The theme of the Oklahoma Policy Institute’s third annual State Budget Summit could have been the exhortation by the institute’s outreach and advocacy specialist, Kara Joy McKee, who urged the audience, “Feel the fear, but do it anyway.”
The institute pulled no punches in documenting Oklahoma’s “full-fledged budget emergency.”
After adjusting for inflation, the state’s current budget is nearly $900 million, or more than 11 percent below 2009, when Oklahoma was mired in the Great Recession. A mid-year revenue failure has already been declared, forcing most agencies to make deeper cuts, and a second round of mid-year cuts may be coming. Legislators are expected to have $901 million less for next year, and the shortfall could be even greater.
In other words, as the institute’s Gene Perry explains, Oklahoma is a close cousin to Kansas, which dug itself into a financial catastrophe when making extreme tax cuts. Worse, two experts from the Kansas Center for Economic Growth, Annie McKay and Duanne Goosen, explained that the damage Kansas inflicted upon itself won’t be undone “for a generation.” The Oklahoma City audience was taken aback when it was told that Kansas has even addressed its shortfall by imposing enrollment fees for attending public schools.
OPI embodies the wisdom of House Minority Leader Scott Inman (D-Del City), who urges advocates to speak with precision when communicating with legislators. To that end, the institute formulates a pragmatic five-part proposal to address the budget crisis:
- Repeal the most recent income tax cut
- Adopt combined corporate reporting
- End the double deduction of state income taxes
- Improve collection of taxes owed on online purchases
- Accept federal funds for health care
I certainly hope that OPI (and others who seek to reform our system) have success in raising the consciousness of legislators on policies two through four. Their first and last proposals, however, should be no-brainers.

→ **Tasks to complete**
1 – According to the Oklahoma budget article, how much less money are legislators expected to have for next year?
2 – List each part of the five-part proposal to address the budget crisis in the Oklahoma budget article.
3 – Continue the Oklahoma budget article from its last sentence.

→ **Dataset entries**
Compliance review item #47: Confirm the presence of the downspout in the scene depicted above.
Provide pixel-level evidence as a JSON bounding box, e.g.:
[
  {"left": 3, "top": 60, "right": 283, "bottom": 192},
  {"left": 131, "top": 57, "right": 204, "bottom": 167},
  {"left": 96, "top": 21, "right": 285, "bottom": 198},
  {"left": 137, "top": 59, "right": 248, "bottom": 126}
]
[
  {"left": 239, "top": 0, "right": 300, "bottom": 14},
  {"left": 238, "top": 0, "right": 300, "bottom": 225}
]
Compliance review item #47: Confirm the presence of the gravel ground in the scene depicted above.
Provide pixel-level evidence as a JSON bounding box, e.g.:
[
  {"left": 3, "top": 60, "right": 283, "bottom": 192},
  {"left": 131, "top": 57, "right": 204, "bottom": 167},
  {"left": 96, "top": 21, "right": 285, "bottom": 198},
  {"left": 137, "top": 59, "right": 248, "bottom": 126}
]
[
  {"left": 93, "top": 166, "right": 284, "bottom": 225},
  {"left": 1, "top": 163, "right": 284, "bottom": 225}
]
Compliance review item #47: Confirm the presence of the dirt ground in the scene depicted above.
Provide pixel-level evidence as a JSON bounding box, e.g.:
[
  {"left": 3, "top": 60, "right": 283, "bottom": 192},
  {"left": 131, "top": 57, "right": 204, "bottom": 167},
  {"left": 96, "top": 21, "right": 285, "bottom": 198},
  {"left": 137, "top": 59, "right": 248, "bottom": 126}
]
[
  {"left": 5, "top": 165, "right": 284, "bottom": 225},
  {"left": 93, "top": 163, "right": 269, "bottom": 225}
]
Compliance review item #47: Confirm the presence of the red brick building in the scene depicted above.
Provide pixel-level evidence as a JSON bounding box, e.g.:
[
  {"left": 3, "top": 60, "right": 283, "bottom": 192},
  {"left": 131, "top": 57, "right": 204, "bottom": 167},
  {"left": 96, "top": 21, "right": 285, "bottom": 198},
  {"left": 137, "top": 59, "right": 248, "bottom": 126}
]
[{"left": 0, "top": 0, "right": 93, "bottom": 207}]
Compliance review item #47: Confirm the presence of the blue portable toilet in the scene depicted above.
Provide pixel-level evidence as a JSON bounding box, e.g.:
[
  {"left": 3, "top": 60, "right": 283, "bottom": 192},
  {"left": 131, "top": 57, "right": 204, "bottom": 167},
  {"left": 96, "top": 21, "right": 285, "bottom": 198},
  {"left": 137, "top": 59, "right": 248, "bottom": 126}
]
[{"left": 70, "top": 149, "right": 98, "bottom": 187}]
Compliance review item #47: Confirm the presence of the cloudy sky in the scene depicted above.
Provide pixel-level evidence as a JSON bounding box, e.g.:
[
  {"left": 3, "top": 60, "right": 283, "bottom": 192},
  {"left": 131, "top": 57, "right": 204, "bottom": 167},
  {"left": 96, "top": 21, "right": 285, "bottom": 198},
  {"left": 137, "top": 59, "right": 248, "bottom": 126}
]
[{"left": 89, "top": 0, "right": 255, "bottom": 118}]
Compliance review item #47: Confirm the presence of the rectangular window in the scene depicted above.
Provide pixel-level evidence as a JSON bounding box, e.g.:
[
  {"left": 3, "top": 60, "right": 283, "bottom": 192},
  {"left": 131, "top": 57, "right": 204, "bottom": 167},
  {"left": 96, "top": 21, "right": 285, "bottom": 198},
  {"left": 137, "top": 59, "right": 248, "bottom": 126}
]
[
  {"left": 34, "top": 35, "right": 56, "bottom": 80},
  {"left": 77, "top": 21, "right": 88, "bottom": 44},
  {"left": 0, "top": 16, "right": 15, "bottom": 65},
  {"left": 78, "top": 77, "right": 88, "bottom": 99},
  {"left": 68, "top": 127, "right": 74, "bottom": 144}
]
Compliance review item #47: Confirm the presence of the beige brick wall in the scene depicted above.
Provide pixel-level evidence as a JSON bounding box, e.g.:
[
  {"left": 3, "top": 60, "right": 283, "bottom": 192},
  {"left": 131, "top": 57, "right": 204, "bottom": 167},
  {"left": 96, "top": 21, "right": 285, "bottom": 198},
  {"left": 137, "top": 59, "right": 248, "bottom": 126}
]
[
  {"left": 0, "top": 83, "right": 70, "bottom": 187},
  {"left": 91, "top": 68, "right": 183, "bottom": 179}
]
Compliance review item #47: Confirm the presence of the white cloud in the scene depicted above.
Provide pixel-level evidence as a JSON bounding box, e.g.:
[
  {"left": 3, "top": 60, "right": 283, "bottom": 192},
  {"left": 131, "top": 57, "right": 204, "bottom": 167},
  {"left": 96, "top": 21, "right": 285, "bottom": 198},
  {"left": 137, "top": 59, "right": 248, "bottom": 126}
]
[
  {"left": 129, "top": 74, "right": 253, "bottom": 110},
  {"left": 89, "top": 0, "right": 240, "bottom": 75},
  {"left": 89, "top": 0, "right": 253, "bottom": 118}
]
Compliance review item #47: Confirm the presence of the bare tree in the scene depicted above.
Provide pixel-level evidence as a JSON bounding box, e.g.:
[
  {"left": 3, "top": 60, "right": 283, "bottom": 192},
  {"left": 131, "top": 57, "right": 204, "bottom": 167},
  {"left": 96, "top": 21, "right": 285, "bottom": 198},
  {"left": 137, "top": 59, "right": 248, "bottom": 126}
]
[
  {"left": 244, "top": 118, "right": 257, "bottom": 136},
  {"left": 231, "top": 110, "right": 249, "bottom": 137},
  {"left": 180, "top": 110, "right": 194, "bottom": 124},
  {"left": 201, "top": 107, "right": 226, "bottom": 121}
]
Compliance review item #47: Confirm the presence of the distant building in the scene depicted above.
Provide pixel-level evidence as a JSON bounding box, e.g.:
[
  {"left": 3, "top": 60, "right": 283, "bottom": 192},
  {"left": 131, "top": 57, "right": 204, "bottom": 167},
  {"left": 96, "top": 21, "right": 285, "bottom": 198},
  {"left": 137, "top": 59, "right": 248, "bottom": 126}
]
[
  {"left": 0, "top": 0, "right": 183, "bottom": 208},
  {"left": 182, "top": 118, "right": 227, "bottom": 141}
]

→ **Answers to each task**
1 – $901 million less.

2 –
- Repeal the most recent income tax cut
- Adopt combined corporate reporting
- End the double deduction of state income taxes
- Improve collection of taxes owed on online purchases
- Accept federal funds for health care

3 –
Repeated income tax cuts since the mid-2000s have reduced state revenue by more than $1 billion annually. According to the institute, when the Legislature made the last cut, it “never intended for it to take effect” in a situation like today as “revenues were falling and the state was experiencing a revenue failure.” Similarly, it makes no sense to reject federal funds to expand health care coverage to low-income adults.
State Auditor Gary Jones weighs in on budget crisis
OPI is a nonpartisan organization that welcomes speakers from both sides of the aisle. The single best benefit of the institute’s openness, for me at least, is that it provides a venue for Republican State Auditor Gary Jones. Jones got into the budgetary weeds with anecdotes that explain how games are played with metrics that hide some of the real harm of the cutbacks. He also puts the problem in a wider perspective, noting the rise of “dark money” and how corporate influence has unduly swayed Oklahoma’s governance. (The only downside was that the late Republican Rep. David Dank was no longer around to share his wisdom with us.)
Although he is open to the full range of serious proposals for tackling Oklahoma’s crisis, OPI’s executive director David Blatt also offered reality checks for Republican “band-aids.” For instance, if the latest panacea (the consolidation of school districts) was implemented fully, so that we were like Hawaii and only had one school system, some money would be saved. Blatt then brought down the house with his conclusion, “Those savings would bring us from 49th to 49th in the nation in funding our students!”
I left OPI’s session with cautious optimism. They made the case that we must concentrate on offering precise and pragmatic proposals to dig the state out of our fiscal mess. Later, we must raise our horizons, learn the lessons of the recent budgetary irresponsibility, articulate a higher vision for our state and fund a social and economic policy worthy of a 21st-Century democracy.
As the adrenalin stimulated by the budget summit returned to normal, I then had to deal with the New York Times’ assessment of Oklahoma’s refusal to accept federal health care dollars. They stressed the power of ideology over practicalities. Oklahoma won’t accept federal dollars, it predicted, because, as former Gov. David Walters said, “‘Obamacare’ is a cuss word.” Walters then explained that we have no problem “begging” for federal money after an ice storm or a tornado, but “it’s just the Obamacare dollars that are radioactive.”
So, I also must admit to feeling greater trepidation, even after hearing thoughtful ways to proceed at the budget summit. Other than canceling my subscription to the New York Times, however, I can think of no other way to allay those fears about Oklahoma’s budget crisis except by listening to, and acting on, OPI’s wisdom.